# DATA SHOWN
-- Start --

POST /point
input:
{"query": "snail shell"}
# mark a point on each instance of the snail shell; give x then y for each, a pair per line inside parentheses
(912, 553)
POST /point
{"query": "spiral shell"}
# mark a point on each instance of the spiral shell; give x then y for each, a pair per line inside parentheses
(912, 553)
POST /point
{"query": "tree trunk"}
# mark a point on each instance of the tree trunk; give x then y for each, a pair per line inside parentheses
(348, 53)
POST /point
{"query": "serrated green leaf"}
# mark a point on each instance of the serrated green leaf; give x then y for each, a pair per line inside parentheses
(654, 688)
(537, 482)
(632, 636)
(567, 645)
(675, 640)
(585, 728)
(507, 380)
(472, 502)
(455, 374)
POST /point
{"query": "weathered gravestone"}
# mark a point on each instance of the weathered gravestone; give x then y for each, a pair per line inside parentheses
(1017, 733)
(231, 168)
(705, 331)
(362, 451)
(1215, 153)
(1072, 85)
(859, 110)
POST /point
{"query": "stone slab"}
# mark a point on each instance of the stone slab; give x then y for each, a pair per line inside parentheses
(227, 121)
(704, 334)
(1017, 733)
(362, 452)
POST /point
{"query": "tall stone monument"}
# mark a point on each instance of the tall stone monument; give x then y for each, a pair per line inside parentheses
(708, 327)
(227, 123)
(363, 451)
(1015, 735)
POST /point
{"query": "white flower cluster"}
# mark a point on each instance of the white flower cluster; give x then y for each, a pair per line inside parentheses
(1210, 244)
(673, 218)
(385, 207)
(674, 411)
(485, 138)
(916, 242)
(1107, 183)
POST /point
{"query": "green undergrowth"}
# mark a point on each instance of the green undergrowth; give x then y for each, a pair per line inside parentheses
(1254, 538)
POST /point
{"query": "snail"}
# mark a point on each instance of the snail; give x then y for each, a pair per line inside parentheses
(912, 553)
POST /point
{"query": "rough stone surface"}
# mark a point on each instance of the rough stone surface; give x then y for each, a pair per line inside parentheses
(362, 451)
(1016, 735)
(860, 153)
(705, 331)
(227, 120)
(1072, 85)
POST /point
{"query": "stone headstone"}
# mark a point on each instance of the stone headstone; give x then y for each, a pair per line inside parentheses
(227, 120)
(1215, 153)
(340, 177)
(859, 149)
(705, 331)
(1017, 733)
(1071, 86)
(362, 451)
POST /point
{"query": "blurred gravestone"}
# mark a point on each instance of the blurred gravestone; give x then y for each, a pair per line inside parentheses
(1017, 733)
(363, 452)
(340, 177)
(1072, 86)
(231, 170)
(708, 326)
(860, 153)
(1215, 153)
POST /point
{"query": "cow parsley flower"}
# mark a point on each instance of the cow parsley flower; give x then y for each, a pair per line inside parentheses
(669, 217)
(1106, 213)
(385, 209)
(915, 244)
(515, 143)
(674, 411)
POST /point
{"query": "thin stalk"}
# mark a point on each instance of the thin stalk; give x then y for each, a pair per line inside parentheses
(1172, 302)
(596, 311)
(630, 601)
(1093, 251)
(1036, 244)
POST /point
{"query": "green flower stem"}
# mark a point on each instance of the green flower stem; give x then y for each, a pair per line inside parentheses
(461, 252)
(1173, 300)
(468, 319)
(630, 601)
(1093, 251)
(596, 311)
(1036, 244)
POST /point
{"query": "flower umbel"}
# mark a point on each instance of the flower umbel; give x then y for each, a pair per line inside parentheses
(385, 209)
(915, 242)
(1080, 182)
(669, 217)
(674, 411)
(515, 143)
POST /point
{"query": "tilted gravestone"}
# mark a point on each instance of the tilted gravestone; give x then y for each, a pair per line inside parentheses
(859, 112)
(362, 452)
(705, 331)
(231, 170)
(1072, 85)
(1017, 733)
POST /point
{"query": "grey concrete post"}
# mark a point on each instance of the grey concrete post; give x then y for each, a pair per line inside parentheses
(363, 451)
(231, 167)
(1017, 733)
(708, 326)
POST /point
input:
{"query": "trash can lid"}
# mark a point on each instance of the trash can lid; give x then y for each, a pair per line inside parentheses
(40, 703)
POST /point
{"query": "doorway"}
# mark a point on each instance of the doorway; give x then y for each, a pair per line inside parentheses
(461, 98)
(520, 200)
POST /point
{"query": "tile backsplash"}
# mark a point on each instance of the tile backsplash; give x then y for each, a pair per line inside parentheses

-- End --

# EXERCISE GOAL
Print these lines again without changing anything in them.

# FINAL RESULT
POST /point
input:
{"query": "snail shell"}
# mark a point on each instance of the snail shell; give x then y for each, a pair per line inside parentheses
(912, 553)
POST /point
{"query": "spiral shell"}
# mark a point on each instance of the spiral shell; give x then y for each, a pair per line inside parentheses
(912, 553)
POST /point
{"query": "tree trunk"}
# mark a point on each instance of the tree trunk; give x then y for each, a pair per line inside parentheses
(348, 53)
POST /point
{"query": "serrated green leaf"}
# mark a point on each instance of the serrated green leaf; give x then y for each, a pair per line inside parentheses
(654, 688)
(537, 482)
(632, 636)
(567, 645)
(675, 640)
(585, 728)
(507, 380)
(472, 502)
(455, 374)
POST /point
{"query": "weathered gravestone"}
# mark a point on each instance of the weathered gravestone; give x then y for each, a pair per line inside parentheses
(1017, 733)
(231, 168)
(705, 331)
(362, 451)
(1215, 153)
(1072, 85)
(859, 110)
POST /point
{"query": "stone slab"}
# mark a point on each instance of the stone slab; give x then y for each, a pair per line inside parentheses
(227, 121)
(704, 334)
(1017, 733)
(362, 452)
POST /point
{"query": "tall stone monument"}
# mark a point on each instance of the tall stone monument; give x then y for each, a pair per line inside parentheses
(708, 327)
(227, 123)
(363, 451)
(1015, 735)
POST /point
{"query": "white flower cluster"}
# mark a point on each instance of the white flower cluster; give x then y for each, a pair per line inside parentheses
(1210, 244)
(673, 218)
(385, 207)
(674, 411)
(485, 138)
(916, 242)
(1107, 183)
POST /point
{"query": "green undergrowth"}
# mark a point on each instance of the green undergrowth; give x then y for each, a pair per line inside parentheses
(1254, 538)
POST /point
{"query": "snail"}
# mark a point on each instance of the snail; give x then y for each, a pair per line inside parentheses
(912, 553)
POST /point
{"query": "rough stone surface"}
# mark a point on each instance of the rough stone surface; give x then y for each, a pair per line inside parentheses
(362, 451)
(1016, 735)
(860, 153)
(705, 331)
(227, 120)
(1072, 85)
POST /point
{"query": "stone headstone"}
# mark a point on each instance of the stone headstone; give x then y for each, a pair per line inside parentheses
(227, 120)
(1215, 153)
(340, 177)
(859, 149)
(705, 331)
(1017, 733)
(1071, 86)
(362, 451)
POST /point
{"query": "blurred gravestone"}
# mark a point on each instance of the blurred gravestone; give x then y for each, a pair per line inside parentheses
(1017, 733)
(363, 452)
(340, 177)
(1072, 86)
(231, 170)
(708, 326)
(860, 153)
(1215, 153)
POST /point
{"query": "cow parsley flower"}
# mark a point on each instance of the cow parsley flower; give x then y for each, a pair per line inside parentheses
(669, 217)
(1106, 213)
(385, 209)
(915, 244)
(515, 143)
(674, 411)
POST /point
{"query": "thin stalk"}
# mark a point on each instance of the thin stalk; give x then y for each, a pair per line inside parentheses
(1172, 302)
(596, 311)
(630, 601)
(1093, 251)
(1036, 244)
POST /point
{"query": "green flower stem"}
# mark a point on each instance of the green flower stem; give x then y for each, a pair per line inside parentheses
(461, 252)
(1173, 300)
(468, 319)
(630, 601)
(1093, 251)
(596, 311)
(1036, 244)
POST /point
{"query": "flower umbel"}
# mark a point on each instance of the flower umbel; give x then y for each, a pair per line inside parentheses
(385, 209)
(915, 242)
(1080, 182)
(669, 217)
(674, 411)
(515, 143)
POST /point
{"query": "tilted gravestone"}
# mark a point on each instance of the tilted gravestone; give x then y for each, a pair per line inside parentheses
(859, 112)
(362, 452)
(705, 331)
(231, 170)
(1072, 85)
(1017, 733)
POST /point
{"query": "grey concrete post"}
# mark a point on each instance of the grey concrete post; give x then y for each, a pair per line inside parentheses
(363, 451)
(231, 167)
(1017, 733)
(708, 326)
POST /point
input:
{"query": "trash can lid"}
# mark a point on each instance of the trash can lid; give x then y for each, a pair per line inside parentheses
(40, 703)
POST /point
{"query": "doorway"}
# mark a point on each instance of the doorway; give x then y for each, a pair per line inside parentheses
(461, 98)
(520, 200)
POST /point
{"query": "tile backsplash"}
# mark a point on each instance of the tile backsplash; give x then y for each, a pair per line inside parentheses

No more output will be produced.